Rename "marker" to "dot" in the rows starting at the line containing "the horse's tail" and ending at the line containing "[(1222, 418)]", and write out only those rows with nothing else changed. Leave the picture out of your answer.

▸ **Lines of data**

§ §

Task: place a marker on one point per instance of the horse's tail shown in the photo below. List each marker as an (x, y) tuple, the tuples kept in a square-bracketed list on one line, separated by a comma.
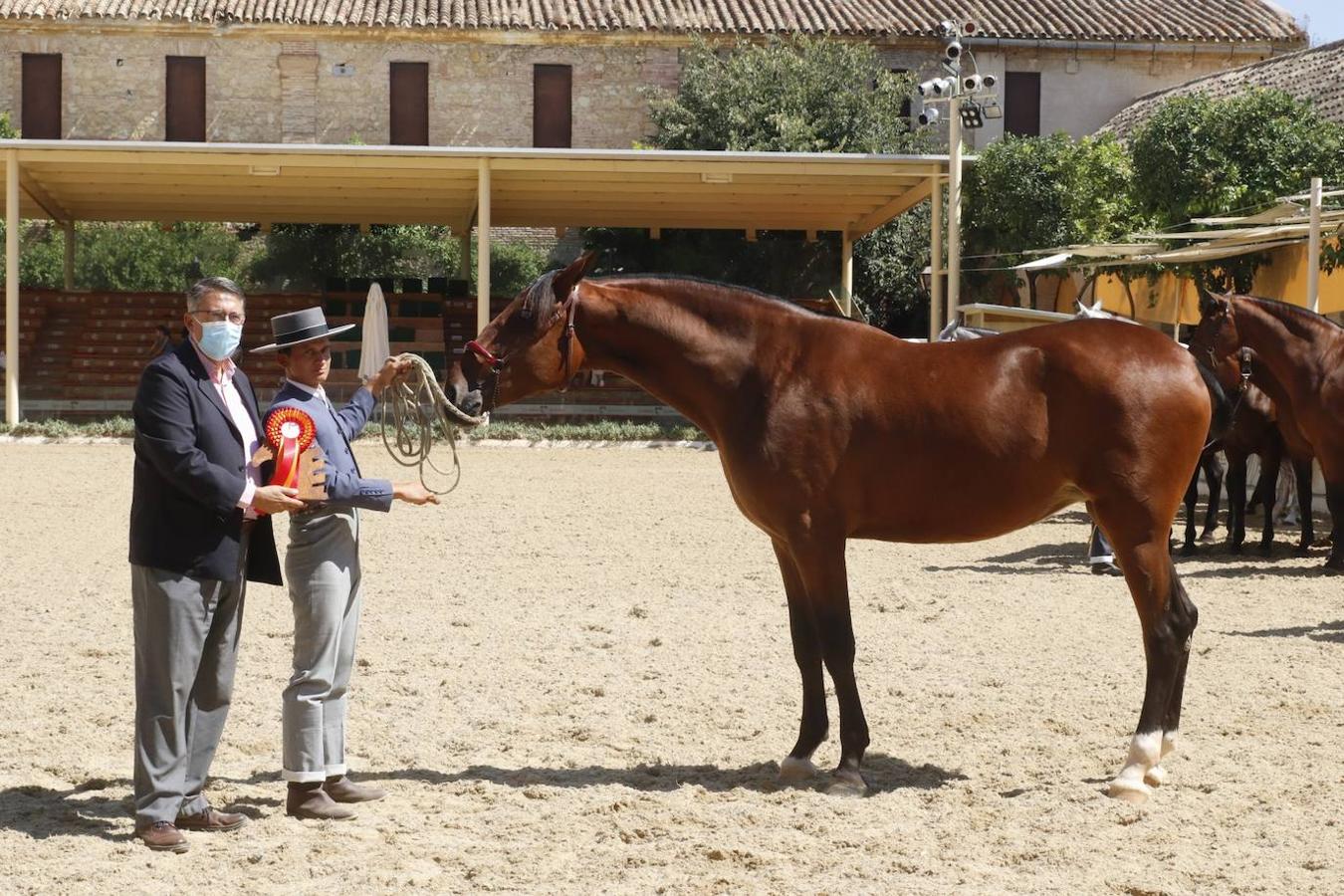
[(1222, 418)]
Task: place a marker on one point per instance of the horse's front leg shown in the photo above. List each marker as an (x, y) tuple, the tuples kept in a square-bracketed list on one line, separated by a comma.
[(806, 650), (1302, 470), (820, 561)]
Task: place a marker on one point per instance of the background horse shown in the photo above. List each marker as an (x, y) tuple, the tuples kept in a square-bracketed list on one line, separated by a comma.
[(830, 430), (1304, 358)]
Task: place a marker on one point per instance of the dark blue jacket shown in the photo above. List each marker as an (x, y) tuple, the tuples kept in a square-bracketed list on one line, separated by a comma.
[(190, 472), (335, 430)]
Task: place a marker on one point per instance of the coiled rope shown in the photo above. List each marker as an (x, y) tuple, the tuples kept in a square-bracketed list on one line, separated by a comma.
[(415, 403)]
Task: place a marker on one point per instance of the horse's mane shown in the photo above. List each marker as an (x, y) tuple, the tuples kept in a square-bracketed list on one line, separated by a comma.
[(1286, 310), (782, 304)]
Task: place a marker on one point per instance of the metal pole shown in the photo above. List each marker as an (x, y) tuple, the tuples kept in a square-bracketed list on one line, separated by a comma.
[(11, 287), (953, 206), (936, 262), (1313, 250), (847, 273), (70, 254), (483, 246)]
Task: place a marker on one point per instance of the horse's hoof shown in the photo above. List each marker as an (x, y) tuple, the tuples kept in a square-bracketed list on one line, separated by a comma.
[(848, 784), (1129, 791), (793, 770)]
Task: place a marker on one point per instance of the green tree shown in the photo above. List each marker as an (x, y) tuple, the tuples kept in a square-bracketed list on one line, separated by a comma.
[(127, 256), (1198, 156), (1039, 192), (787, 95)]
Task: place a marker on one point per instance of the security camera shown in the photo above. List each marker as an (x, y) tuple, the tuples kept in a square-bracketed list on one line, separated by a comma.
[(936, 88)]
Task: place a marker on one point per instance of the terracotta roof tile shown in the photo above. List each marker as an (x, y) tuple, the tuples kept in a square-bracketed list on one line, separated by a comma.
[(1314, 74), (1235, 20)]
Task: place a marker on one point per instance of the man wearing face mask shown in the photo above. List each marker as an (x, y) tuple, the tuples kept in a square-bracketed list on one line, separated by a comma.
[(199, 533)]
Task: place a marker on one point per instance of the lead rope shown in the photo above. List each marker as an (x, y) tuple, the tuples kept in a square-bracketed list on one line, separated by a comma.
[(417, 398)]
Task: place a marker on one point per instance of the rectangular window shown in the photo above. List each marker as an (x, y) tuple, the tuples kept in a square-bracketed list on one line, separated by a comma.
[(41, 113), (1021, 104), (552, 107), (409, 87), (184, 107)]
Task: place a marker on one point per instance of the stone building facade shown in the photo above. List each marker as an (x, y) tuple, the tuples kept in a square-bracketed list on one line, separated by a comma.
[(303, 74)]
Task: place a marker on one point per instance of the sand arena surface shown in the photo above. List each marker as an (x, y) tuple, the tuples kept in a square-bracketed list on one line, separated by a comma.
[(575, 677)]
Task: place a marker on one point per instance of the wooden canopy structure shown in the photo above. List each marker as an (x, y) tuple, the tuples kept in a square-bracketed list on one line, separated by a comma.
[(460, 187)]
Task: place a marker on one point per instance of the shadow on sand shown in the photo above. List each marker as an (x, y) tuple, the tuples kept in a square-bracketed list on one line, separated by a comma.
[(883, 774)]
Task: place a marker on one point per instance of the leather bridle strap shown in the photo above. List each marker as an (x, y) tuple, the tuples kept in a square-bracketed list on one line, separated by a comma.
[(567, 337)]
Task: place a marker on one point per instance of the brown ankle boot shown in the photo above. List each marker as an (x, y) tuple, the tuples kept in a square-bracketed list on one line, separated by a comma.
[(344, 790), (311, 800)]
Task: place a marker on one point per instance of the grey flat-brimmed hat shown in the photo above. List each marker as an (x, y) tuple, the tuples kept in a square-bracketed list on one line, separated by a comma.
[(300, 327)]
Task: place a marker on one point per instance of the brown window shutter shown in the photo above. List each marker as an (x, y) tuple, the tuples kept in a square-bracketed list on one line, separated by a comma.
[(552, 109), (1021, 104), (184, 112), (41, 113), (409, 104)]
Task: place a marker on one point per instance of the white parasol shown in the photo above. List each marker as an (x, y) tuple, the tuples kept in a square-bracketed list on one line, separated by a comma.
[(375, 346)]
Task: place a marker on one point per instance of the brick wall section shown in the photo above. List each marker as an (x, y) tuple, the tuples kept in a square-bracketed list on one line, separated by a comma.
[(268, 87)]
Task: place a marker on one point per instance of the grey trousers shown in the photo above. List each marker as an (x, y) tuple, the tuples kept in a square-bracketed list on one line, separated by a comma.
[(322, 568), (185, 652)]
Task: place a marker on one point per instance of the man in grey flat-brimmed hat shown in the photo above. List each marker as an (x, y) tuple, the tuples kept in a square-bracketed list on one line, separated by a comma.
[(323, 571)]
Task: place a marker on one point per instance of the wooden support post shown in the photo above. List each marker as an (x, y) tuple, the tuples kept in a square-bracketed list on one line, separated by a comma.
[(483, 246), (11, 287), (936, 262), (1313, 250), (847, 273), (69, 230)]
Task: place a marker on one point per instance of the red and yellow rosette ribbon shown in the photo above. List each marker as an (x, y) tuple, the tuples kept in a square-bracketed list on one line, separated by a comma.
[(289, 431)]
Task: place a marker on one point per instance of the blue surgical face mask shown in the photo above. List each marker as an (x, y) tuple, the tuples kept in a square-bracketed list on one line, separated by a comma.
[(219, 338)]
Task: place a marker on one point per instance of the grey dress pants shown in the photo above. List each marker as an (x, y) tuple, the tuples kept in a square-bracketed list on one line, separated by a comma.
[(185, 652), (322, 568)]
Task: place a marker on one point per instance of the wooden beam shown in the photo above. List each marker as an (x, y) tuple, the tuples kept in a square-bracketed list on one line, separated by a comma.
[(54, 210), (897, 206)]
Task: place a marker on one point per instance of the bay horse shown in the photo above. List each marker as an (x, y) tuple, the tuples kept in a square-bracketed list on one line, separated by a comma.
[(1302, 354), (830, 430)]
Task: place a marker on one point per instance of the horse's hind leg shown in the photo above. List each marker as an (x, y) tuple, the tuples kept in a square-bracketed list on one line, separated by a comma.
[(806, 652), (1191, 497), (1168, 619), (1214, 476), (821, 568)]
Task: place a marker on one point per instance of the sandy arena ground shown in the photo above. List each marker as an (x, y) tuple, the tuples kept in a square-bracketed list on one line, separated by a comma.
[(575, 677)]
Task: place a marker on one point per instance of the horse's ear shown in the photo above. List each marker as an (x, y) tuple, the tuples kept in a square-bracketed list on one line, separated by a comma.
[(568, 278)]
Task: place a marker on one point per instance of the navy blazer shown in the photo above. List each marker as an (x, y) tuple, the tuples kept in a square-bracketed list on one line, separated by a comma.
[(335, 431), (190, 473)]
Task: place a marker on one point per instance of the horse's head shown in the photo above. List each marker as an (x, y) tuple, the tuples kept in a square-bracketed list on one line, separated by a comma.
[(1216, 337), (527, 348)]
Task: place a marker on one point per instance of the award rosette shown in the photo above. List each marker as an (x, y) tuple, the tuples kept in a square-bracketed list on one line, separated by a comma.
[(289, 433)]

§ §

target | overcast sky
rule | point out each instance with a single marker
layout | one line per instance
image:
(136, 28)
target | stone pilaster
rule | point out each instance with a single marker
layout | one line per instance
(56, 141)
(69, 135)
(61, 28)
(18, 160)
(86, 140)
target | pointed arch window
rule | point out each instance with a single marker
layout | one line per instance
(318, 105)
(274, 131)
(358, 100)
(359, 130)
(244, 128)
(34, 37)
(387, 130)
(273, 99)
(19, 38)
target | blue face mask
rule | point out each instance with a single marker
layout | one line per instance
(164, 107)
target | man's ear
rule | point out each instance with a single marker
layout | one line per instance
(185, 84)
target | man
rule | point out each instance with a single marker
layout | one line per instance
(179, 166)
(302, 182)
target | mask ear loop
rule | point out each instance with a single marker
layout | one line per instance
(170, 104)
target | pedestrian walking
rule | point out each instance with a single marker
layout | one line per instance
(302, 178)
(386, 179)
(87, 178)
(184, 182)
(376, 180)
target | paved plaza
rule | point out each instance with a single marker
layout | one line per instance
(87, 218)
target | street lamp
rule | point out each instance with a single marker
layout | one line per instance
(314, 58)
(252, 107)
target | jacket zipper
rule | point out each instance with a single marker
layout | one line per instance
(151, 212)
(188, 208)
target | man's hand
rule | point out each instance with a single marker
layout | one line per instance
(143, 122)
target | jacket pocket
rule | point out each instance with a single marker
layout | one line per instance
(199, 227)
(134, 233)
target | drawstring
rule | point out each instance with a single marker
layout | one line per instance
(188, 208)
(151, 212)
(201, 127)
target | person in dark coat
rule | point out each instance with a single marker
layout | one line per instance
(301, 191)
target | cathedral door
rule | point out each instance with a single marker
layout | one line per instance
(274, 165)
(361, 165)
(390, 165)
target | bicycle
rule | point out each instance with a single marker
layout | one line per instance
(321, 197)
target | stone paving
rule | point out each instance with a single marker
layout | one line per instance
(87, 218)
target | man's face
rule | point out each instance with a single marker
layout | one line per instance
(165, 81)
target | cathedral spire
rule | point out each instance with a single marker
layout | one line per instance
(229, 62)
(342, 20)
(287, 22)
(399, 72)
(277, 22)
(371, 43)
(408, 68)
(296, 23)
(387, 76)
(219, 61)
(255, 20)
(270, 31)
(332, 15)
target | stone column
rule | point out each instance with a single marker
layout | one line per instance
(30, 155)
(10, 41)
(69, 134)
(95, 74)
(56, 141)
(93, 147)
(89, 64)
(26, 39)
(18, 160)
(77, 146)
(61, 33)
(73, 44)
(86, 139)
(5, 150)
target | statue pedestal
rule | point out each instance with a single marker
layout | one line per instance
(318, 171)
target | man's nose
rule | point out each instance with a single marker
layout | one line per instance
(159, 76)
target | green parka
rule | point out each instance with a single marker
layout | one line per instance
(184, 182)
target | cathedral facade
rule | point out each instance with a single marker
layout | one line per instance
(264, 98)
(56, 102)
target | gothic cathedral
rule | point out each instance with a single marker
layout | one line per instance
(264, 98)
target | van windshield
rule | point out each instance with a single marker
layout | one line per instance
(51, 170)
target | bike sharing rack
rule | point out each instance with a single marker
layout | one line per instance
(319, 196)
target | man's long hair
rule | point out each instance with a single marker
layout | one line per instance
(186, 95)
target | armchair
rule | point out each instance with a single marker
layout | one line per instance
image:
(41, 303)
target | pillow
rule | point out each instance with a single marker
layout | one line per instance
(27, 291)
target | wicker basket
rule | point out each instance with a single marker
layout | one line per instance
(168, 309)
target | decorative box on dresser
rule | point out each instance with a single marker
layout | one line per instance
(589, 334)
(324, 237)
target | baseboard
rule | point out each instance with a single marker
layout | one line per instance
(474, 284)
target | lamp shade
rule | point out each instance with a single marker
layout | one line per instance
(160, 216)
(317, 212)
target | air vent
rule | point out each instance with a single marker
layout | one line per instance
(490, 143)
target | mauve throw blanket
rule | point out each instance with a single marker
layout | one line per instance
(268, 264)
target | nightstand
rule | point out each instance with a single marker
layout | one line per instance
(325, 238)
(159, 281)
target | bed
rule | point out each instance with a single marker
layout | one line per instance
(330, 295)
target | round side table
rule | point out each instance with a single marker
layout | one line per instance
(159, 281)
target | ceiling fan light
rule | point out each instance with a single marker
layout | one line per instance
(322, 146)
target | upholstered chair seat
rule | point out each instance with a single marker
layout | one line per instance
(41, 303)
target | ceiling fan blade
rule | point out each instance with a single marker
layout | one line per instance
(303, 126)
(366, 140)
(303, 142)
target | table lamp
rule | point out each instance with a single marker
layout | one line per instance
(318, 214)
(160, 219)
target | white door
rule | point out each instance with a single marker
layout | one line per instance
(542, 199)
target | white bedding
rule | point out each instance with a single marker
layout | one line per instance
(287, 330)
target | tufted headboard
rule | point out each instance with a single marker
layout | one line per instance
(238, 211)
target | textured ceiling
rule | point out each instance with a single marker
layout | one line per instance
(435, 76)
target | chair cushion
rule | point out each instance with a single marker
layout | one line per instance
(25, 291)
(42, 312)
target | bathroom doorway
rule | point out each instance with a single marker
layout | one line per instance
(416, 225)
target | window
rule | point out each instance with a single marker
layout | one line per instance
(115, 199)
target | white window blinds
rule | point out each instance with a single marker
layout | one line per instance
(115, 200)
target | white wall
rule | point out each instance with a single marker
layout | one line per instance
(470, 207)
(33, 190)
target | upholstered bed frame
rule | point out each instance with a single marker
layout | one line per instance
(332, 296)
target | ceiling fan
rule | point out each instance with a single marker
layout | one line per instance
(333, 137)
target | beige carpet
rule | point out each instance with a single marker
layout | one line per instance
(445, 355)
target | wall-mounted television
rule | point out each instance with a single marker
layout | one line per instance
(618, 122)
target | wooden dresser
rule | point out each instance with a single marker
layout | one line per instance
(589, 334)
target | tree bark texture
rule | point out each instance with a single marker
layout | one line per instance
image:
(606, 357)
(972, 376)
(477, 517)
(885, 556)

§ §

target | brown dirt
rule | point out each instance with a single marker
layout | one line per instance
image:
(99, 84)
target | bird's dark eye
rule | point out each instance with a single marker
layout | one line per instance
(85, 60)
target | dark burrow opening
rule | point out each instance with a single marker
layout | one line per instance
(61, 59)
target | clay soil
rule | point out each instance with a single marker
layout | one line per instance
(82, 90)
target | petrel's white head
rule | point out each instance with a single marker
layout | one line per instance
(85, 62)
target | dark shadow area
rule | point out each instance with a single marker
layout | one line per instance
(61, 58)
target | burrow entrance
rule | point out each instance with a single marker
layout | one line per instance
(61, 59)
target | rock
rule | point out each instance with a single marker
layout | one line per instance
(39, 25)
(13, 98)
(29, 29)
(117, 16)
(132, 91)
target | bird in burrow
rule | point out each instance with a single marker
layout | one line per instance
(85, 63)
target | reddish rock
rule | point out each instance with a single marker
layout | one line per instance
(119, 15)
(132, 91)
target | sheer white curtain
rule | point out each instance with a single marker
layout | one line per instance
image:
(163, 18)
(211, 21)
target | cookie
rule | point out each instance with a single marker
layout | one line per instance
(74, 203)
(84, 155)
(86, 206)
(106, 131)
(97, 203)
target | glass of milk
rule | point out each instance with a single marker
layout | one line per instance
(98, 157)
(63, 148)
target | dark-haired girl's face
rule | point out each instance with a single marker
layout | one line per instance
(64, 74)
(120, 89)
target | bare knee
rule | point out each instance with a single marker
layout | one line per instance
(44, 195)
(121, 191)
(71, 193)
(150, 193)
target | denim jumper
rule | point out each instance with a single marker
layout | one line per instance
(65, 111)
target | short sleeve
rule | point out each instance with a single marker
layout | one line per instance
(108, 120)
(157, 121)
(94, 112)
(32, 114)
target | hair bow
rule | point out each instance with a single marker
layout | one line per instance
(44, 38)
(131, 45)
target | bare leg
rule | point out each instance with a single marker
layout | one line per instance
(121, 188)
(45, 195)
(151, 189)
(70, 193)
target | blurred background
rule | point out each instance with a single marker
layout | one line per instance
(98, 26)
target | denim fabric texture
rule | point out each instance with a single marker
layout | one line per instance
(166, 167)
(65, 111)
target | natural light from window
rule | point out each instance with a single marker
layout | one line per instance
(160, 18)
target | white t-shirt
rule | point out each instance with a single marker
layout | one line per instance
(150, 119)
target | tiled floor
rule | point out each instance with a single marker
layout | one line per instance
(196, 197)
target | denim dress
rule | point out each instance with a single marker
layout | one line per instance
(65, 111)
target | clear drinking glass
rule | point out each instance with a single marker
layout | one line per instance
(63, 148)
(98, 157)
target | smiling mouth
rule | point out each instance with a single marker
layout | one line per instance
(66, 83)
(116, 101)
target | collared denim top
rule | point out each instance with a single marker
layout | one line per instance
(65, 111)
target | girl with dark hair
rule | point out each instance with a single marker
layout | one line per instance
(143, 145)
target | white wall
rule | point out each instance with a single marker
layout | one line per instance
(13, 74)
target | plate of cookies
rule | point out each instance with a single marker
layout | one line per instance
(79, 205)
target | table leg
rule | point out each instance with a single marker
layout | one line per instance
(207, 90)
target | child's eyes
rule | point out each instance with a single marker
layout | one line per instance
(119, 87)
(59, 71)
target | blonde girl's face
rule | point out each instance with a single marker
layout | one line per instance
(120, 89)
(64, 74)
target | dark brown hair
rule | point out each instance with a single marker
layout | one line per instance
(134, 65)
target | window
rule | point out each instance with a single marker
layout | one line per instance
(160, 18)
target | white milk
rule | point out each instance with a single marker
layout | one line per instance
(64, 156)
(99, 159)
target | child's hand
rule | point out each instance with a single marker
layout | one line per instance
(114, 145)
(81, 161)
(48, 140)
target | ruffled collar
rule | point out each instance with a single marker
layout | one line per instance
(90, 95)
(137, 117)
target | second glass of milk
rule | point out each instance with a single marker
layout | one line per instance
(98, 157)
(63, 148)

§ §

▸ **Result of this exercise**
Task: place a dot on one point per instance of the horse's tail shown in the photo below. List each dot as an (x, y) tuple, the tuples kept in a square-bracketed list on one line, separated by a comma.
[(1222, 418)]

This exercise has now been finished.